Records from a collection:
Segment Open

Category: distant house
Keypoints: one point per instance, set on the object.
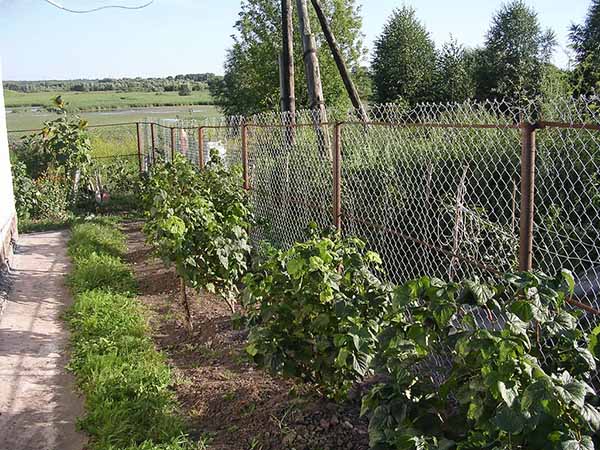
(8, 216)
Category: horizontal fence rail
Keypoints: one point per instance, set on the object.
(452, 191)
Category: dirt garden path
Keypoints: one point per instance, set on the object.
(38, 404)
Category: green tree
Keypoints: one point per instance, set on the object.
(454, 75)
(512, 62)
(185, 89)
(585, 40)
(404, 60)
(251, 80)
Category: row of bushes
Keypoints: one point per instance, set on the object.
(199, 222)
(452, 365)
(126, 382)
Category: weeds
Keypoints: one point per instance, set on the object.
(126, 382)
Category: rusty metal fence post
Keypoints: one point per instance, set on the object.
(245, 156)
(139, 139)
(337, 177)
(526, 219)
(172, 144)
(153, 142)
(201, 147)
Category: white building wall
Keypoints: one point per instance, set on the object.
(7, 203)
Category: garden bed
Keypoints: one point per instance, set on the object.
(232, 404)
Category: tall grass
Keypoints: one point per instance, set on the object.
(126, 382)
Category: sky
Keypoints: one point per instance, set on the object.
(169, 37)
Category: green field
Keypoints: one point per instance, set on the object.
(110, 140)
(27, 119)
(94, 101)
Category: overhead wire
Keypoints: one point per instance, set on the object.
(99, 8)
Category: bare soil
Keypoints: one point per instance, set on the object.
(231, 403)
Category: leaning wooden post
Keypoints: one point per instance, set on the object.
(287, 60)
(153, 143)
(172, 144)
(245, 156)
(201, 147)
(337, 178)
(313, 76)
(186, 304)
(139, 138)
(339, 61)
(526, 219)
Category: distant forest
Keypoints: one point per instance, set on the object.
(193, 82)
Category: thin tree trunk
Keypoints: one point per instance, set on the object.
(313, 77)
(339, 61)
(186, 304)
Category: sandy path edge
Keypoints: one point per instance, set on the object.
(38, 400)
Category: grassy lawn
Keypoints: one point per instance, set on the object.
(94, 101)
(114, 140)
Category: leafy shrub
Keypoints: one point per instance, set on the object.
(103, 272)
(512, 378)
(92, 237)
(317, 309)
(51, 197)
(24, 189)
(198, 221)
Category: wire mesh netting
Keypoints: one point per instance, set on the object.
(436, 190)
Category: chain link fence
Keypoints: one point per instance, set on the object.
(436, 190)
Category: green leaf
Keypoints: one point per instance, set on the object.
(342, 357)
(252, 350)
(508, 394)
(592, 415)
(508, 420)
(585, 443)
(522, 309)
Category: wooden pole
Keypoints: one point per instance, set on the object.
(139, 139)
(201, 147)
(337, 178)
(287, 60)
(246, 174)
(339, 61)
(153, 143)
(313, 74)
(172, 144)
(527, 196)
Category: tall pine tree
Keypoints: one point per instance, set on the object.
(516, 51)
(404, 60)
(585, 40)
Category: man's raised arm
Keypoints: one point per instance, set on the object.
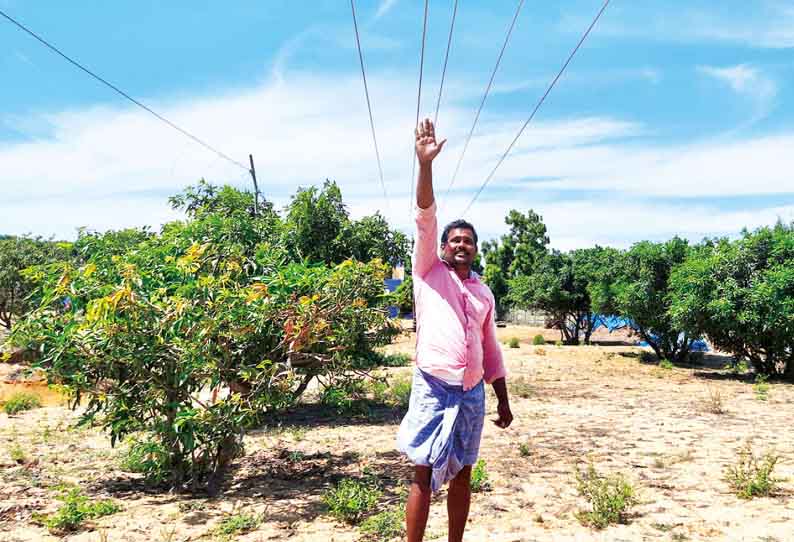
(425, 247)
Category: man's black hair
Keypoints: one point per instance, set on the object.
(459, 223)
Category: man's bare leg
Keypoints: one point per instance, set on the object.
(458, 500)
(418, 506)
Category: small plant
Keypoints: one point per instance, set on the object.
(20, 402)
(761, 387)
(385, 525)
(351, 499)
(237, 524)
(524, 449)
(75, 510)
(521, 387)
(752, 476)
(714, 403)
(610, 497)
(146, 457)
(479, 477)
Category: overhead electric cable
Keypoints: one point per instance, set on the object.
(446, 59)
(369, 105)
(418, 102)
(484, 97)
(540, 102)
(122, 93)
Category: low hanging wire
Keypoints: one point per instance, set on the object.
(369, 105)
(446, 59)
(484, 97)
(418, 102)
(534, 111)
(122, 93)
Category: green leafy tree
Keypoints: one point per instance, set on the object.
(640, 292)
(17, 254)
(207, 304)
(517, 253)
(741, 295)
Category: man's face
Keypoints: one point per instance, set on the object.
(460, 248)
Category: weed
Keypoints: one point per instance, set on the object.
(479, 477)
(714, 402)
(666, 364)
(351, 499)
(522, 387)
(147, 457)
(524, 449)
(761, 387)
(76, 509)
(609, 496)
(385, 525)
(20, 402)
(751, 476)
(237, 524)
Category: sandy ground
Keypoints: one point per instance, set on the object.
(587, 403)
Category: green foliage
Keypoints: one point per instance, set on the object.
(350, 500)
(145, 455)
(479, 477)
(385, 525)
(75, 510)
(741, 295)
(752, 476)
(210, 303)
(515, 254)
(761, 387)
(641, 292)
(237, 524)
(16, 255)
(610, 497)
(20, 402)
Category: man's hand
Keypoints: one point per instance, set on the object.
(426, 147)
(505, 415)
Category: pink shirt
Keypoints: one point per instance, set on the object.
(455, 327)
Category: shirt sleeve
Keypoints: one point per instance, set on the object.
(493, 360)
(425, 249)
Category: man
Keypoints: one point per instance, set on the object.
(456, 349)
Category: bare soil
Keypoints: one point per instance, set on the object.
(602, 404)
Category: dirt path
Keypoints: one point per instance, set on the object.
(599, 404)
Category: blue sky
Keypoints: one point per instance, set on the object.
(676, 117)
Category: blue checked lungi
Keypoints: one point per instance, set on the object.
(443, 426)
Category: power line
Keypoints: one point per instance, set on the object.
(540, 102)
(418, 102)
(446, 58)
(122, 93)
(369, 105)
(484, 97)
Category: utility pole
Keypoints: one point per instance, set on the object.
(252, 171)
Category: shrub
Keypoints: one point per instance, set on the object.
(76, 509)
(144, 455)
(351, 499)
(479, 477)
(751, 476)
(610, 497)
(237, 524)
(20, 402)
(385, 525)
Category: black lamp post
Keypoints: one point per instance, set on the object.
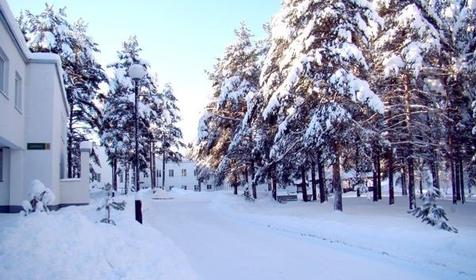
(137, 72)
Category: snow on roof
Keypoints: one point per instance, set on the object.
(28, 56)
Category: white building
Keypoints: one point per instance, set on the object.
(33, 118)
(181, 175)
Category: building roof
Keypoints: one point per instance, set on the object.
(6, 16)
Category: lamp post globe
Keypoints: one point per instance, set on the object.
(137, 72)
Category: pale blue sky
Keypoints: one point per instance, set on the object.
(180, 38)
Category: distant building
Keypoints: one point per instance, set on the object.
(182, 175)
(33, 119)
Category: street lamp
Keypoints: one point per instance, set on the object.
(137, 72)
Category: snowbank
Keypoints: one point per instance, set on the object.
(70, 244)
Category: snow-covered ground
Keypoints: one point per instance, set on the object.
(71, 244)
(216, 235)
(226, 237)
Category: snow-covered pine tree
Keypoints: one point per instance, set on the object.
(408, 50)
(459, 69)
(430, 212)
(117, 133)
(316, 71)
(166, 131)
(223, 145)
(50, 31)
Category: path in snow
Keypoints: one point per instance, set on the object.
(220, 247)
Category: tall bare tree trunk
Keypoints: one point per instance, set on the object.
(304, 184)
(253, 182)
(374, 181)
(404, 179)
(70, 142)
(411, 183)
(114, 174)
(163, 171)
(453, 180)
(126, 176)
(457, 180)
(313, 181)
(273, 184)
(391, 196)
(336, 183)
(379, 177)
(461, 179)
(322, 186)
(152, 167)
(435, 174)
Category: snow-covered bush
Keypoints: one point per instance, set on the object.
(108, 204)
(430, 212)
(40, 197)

Segment Closed

| TASK TO CARRY OUT |
Please set down the lines above word for word and leave out the pictures.

| WRITTEN ANSWER |
Category: distant house
Keypoints: one point per instance, set on the object.
(8, 216)
Category: horizontal fence rail
Keypoints: one point per instance, set on the object.
(452, 191)
Category: dirt garden path
Keypoints: one point per instance, set on the object.
(38, 404)
Category: green tree
Keypoints: one point per instance, set on the object.
(454, 75)
(512, 62)
(185, 89)
(585, 40)
(404, 60)
(251, 80)
Category: row of bushes
Keypoints: one point per instance, set on the object.
(199, 222)
(452, 365)
(126, 382)
Category: weeds
Keypoints: one point per instance, set on the object.
(126, 382)
Category: rusty metal fence post
Keypoints: one point per instance, set on the object.
(245, 156)
(139, 139)
(337, 177)
(526, 219)
(172, 144)
(153, 142)
(201, 147)
Category: white building wall
Keypoints: one point per instance, set on the object.
(7, 203)
Category: garden bed
Keypoints: one point per instance, set on the object.
(232, 404)
Category: tall grass
Keypoints: one point per instance, set on the object.
(126, 382)
Category: sky
Keypoints: one point per instance, set on the object.
(169, 37)
Category: green field
Keypoints: one point per instance, set on the object.
(110, 140)
(27, 119)
(94, 101)
Category: overhead wire
Keypoints: one point per instance, set on the object.
(99, 8)
Category: bare soil
Keypoints: one point per instance, set on the object.
(231, 403)
Category: leaning wooden post
Keypoints: one point per instance, set on the object.
(287, 60)
(153, 143)
(172, 144)
(245, 156)
(201, 147)
(337, 178)
(313, 76)
(186, 304)
(139, 138)
(339, 61)
(526, 219)
Category: distant forest
Keypoints: one point per instance, set on the object.
(193, 82)
Category: thin tree trunk
Keypoints: one point per instance, set on the object.
(313, 77)
(339, 61)
(186, 304)
Category: sandy path edge
Keypoints: one point per instance, set on the object.
(38, 400)
Category: grassy lawn
Keypoints: one point per instance, set on the object.
(94, 101)
(114, 140)
Category: leafy shrub
Keypoints: one point per instance, set on the object.
(103, 272)
(512, 378)
(92, 237)
(317, 309)
(51, 197)
(24, 189)
(198, 221)
Category: wire mesh netting
Keypoints: one point per instance, set on the object.
(436, 190)
Category: chain link fence
Keypoints: one point per instance, set on the object.
(436, 190)
Category: green leaf
Keypoints: one point per instance, set on the object.
(342, 357)
(252, 350)
(508, 394)
(592, 415)
(508, 420)
(585, 443)
(522, 309)
Category: wooden pole
Keypoints: one point per instance, set on the object.
(139, 139)
(201, 147)
(337, 178)
(287, 60)
(246, 174)
(339, 61)
(153, 143)
(313, 74)
(172, 144)
(527, 196)
Category: tall pine tree
Keypoints: one point per instance, set on the object.
(516, 51)
(404, 60)
(585, 40)
Category: man's raised arm
Keypoints: one point per instance, set on the object.
(425, 247)
Category: man's black hair
Keypoints: one point per instance, set on the object.
(459, 223)
Category: man's bare leg
Keypoints: one point per instance, set on the object.
(458, 500)
(418, 506)
Category: small plant
Keypoints: one point per instance, set on the object.
(20, 402)
(761, 387)
(385, 525)
(351, 499)
(237, 524)
(524, 449)
(75, 510)
(521, 387)
(752, 476)
(714, 403)
(610, 497)
(146, 457)
(479, 477)
Category: overhead electric cable
Keypoints: one point per instance, set on the object.
(446, 59)
(369, 105)
(418, 102)
(484, 97)
(540, 102)
(122, 93)
Category: low hanging wire
Keypoints: one point per instance, set on the object.
(369, 105)
(446, 59)
(484, 97)
(418, 102)
(534, 111)
(122, 93)
Category: green leafy tree
Keypoints: one point per instance, set on the object.
(640, 292)
(17, 254)
(207, 304)
(517, 253)
(741, 295)
Category: man's face
Keypoints: one point per instance, set on the object.
(460, 248)
Category: weed
Keypoints: one point per instance, set on the object.
(479, 477)
(714, 402)
(666, 364)
(351, 499)
(522, 387)
(147, 457)
(524, 449)
(761, 387)
(76, 509)
(609, 496)
(385, 525)
(20, 402)
(751, 476)
(237, 524)
Category: sandy ground
Keypoints: one point per instance, set on the object.
(587, 403)
Category: green foliage
Keypoints: one point per instance, set on the object.
(350, 500)
(145, 455)
(479, 477)
(385, 525)
(75, 510)
(741, 295)
(752, 476)
(210, 303)
(515, 254)
(761, 387)
(641, 292)
(237, 524)
(16, 255)
(610, 497)
(20, 402)
Category: man's hand
Keypoints: one point per instance, set on the object.
(426, 147)
(505, 415)
Category: pink shirt
Keypoints: one point per instance, set on the object.
(455, 327)
Category: shirt sleeve
Keypoints: one point per instance, set on the object.
(493, 360)
(425, 249)
Category: man
Keypoints: one point per instance, set on the object.
(456, 349)
Category: bare soil
Keypoints: one point per instance, set on the object.
(602, 404)
Category: dirt path
Keypoints: one point per instance, set on the object.
(599, 404)
Category: blue sky
Keypoints: one point per instance, set on the object.
(676, 117)
Category: blue checked lungi
Keypoints: one point per instance, set on the object.
(443, 426)
Category: power line
Keypoints: one point per instance, set on the object.
(540, 102)
(418, 102)
(446, 58)
(122, 93)
(369, 105)
(484, 97)
Category: utility pole
Keypoints: one point per instance, set on the object.
(252, 171)
Category: shrub
Keypoints: one point per instance, set on the object.
(76, 509)
(144, 455)
(351, 499)
(479, 477)
(751, 476)
(610, 497)
(237, 524)
(20, 402)
(385, 525)
Category: black lamp post
Keypoints: one point per instance, set on the object.
(137, 72)
Category: snow on roof
Keypoints: one point per instance, set on the object.
(28, 56)
Category: white building
Keypoints: one point per instance, set on the object.
(33, 118)
(181, 175)
Category: building roof
Keypoints: one point per instance, set on the object.
(6, 16)
Category: lamp post globe
Keypoints: one point per instance, set on the object.
(137, 72)
Category: pale blue sky
Keypoints: one point per instance, set on the object.
(180, 38)
Category: distant building
Keypoints: one point per instance, set on the object.
(182, 175)
(33, 119)
Category: street lamp
Keypoints: one point per instance, set on the object.
(137, 72)
Category: snowbank
Keypoints: one point per instance, set on the object.
(70, 244)
Category: snow-covered ground
Keypoints: one point per instance, set on the object.
(71, 244)
(216, 235)
(226, 237)
Category: snow-covered pine tree
Keypoints: one point per instance, set on the object.
(408, 50)
(459, 69)
(430, 212)
(117, 133)
(316, 71)
(166, 131)
(223, 145)
(50, 31)
Category: path in snow
Keypoints: one point per instance, set on the object.
(220, 247)
Category: tall bare tree trunk
Keypoints: one point per instance, set on the object.
(304, 184)
(253, 182)
(374, 181)
(404, 179)
(70, 142)
(411, 183)
(114, 174)
(163, 171)
(453, 180)
(126, 176)
(457, 180)
(313, 181)
(273, 184)
(391, 196)
(336, 183)
(379, 177)
(461, 179)
(322, 186)
(152, 167)
(435, 174)
Category: snow-covered bush
Keypoints: one point per instance, set on the object.
(108, 204)
(430, 212)
(40, 197)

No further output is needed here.